◆ Requirements: Pull out every line of the rows below that contains the word "Respond", matching case exactly. Copy each such line in full.

◆ Source records:
################

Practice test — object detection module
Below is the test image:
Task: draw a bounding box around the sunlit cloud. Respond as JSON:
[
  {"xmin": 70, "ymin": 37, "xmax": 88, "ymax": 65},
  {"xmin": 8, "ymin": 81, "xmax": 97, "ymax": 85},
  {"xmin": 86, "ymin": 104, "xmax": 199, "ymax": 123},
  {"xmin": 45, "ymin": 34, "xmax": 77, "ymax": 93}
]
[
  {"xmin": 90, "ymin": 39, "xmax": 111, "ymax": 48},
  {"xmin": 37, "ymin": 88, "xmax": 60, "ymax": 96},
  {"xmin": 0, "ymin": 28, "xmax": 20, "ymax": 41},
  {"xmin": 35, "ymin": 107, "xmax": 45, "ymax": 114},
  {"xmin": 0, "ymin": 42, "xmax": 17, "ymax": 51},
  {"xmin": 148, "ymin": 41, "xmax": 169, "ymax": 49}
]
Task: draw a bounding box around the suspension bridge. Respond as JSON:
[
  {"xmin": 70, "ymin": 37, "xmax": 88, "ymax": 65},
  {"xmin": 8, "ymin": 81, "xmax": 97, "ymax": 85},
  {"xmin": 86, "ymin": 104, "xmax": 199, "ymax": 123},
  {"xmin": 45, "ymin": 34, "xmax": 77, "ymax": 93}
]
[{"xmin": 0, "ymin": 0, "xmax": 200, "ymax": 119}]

################

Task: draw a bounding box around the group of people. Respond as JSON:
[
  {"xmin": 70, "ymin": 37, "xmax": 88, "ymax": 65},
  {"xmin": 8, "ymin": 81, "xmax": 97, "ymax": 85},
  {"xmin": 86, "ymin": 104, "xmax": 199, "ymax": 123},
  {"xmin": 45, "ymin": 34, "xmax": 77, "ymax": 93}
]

################

◆ Exercise answer:
Task: draw a bounding box around the sunlit cloud. Respond as JSON:
Task: draw a bounding box around the suspension bridge. Respond as JSON:
Task: draw a bounding box around the group of people. Respond as JSON:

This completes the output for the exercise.